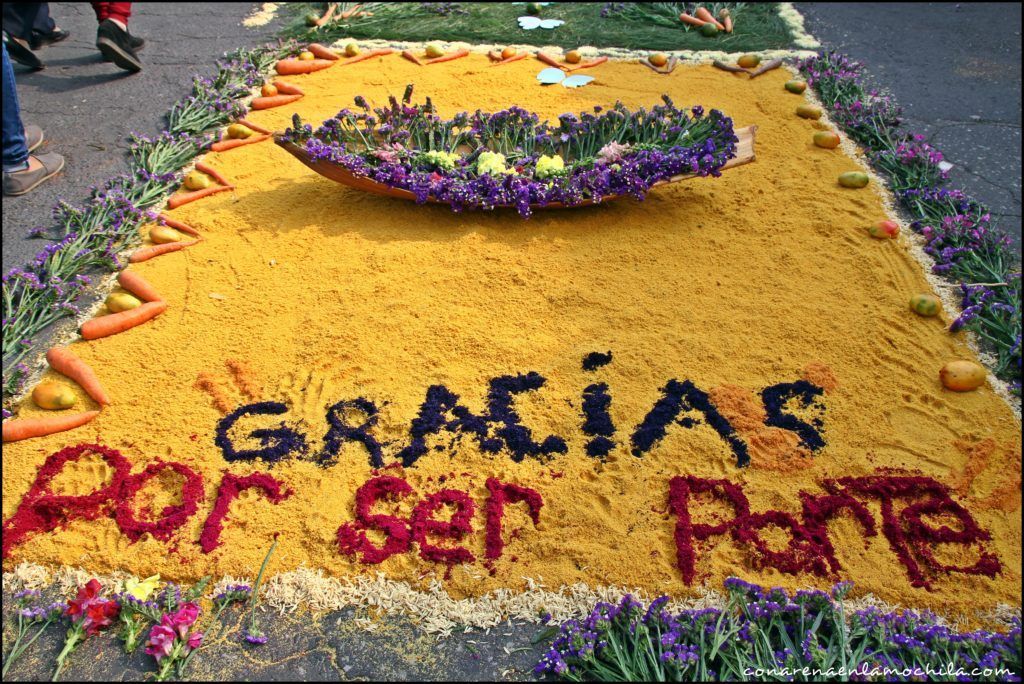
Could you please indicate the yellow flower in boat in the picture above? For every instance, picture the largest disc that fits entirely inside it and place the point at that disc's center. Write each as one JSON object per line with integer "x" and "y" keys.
{"x": 491, "y": 162}
{"x": 140, "y": 589}
{"x": 550, "y": 166}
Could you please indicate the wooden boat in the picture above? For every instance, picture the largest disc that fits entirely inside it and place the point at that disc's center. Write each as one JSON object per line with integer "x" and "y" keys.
{"x": 744, "y": 155}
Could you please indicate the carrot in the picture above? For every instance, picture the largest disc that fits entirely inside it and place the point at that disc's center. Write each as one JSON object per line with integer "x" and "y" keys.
{"x": 726, "y": 19}
{"x": 147, "y": 253}
{"x": 692, "y": 20}
{"x": 766, "y": 67}
{"x": 178, "y": 225}
{"x": 367, "y": 55}
{"x": 323, "y": 52}
{"x": 449, "y": 57}
{"x": 179, "y": 199}
{"x": 708, "y": 17}
{"x": 26, "y": 428}
{"x": 412, "y": 57}
{"x": 231, "y": 143}
{"x": 514, "y": 57}
{"x": 587, "y": 65}
{"x": 275, "y": 100}
{"x": 112, "y": 324}
{"x": 65, "y": 362}
{"x": 291, "y": 67}
{"x": 213, "y": 173}
{"x": 255, "y": 127}
{"x": 287, "y": 88}
{"x": 136, "y": 285}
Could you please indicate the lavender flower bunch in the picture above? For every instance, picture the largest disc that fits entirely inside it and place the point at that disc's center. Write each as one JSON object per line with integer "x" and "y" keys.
{"x": 510, "y": 158}
{"x": 764, "y": 629}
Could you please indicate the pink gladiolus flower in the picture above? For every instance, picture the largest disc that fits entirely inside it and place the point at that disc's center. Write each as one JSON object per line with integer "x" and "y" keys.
{"x": 161, "y": 642}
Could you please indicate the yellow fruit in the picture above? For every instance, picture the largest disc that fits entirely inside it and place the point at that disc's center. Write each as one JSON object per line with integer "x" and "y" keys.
{"x": 239, "y": 131}
{"x": 809, "y": 112}
{"x": 120, "y": 301}
{"x": 926, "y": 305}
{"x": 658, "y": 59}
{"x": 853, "y": 179}
{"x": 826, "y": 139}
{"x": 197, "y": 180}
{"x": 53, "y": 395}
{"x": 162, "y": 234}
{"x": 962, "y": 376}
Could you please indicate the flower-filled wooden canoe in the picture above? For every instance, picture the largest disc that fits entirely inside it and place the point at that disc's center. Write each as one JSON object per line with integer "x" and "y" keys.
{"x": 511, "y": 159}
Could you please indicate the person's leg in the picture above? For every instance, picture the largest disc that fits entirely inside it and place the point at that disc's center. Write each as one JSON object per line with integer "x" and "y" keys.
{"x": 15, "y": 151}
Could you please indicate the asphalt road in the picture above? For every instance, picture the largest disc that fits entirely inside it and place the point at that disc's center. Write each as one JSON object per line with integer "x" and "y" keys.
{"x": 955, "y": 69}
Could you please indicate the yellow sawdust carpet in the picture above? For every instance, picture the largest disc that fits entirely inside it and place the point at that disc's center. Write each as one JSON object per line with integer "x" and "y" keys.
{"x": 307, "y": 294}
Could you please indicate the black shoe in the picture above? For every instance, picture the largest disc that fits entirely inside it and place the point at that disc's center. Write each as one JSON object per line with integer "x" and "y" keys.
{"x": 136, "y": 44}
{"x": 20, "y": 53}
{"x": 43, "y": 39}
{"x": 115, "y": 44}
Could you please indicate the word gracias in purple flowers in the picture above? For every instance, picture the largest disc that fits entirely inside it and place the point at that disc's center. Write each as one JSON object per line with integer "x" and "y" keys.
{"x": 791, "y": 405}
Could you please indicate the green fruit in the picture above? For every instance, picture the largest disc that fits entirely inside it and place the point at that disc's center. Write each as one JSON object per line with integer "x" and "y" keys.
{"x": 853, "y": 179}
{"x": 926, "y": 305}
{"x": 809, "y": 112}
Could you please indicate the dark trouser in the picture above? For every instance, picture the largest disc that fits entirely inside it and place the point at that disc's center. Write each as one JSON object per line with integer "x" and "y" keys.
{"x": 20, "y": 18}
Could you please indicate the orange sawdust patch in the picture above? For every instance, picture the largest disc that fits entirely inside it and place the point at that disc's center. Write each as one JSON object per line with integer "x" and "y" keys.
{"x": 308, "y": 294}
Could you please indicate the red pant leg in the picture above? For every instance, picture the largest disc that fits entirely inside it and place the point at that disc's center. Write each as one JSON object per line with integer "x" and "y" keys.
{"x": 112, "y": 10}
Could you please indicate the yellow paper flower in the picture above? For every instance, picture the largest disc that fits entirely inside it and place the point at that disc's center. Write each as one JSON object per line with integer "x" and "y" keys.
{"x": 550, "y": 166}
{"x": 140, "y": 589}
{"x": 491, "y": 162}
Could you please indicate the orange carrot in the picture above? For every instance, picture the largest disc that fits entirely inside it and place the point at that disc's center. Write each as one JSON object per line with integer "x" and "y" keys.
{"x": 587, "y": 65}
{"x": 231, "y": 143}
{"x": 287, "y": 88}
{"x": 136, "y": 285}
{"x": 412, "y": 57}
{"x": 708, "y": 17}
{"x": 179, "y": 199}
{"x": 291, "y": 67}
{"x": 147, "y": 253}
{"x": 692, "y": 20}
{"x": 323, "y": 52}
{"x": 178, "y": 225}
{"x": 514, "y": 57}
{"x": 274, "y": 100}
{"x": 367, "y": 55}
{"x": 65, "y": 362}
{"x": 449, "y": 57}
{"x": 112, "y": 324}
{"x": 255, "y": 127}
{"x": 213, "y": 173}
{"x": 27, "y": 428}
{"x": 550, "y": 60}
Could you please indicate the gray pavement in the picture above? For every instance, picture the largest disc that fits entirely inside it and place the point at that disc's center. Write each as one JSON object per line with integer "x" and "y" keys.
{"x": 955, "y": 69}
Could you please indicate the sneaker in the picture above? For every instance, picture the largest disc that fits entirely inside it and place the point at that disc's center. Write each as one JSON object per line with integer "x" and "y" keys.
{"x": 43, "y": 39}
{"x": 33, "y": 136}
{"x": 115, "y": 44}
{"x": 19, "y": 182}
{"x": 19, "y": 52}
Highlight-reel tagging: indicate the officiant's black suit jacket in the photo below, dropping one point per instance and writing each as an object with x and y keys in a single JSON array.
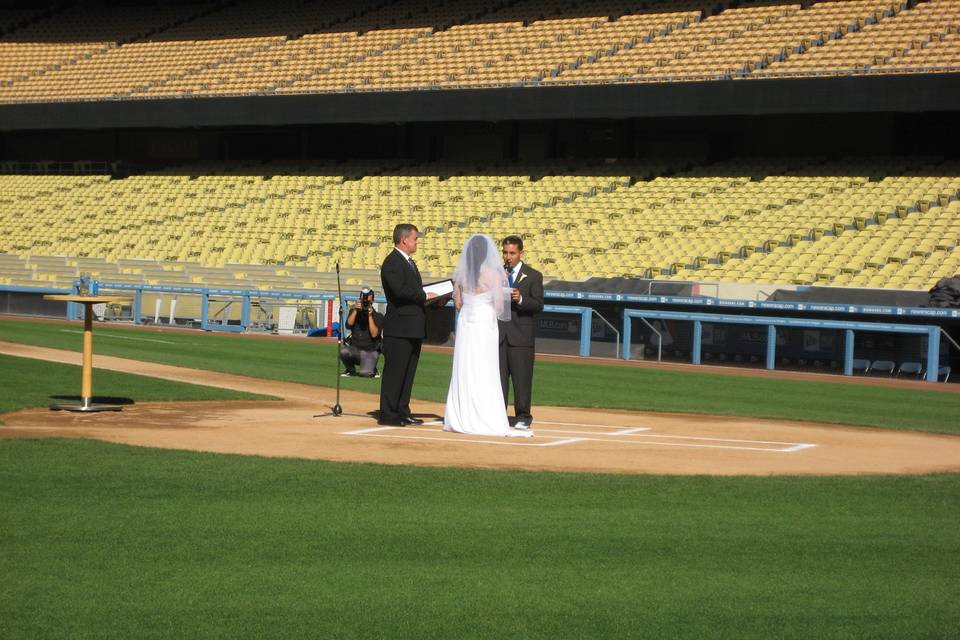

○ ○ ○ ○

● TUJUAN: Hitung berapa baris pada item di atas yang memuat kata "sawdust". Huruf besar dan kecil dibedakan, dan jawab dengan angkanya saja.

● LATIHAN SELESAI: 2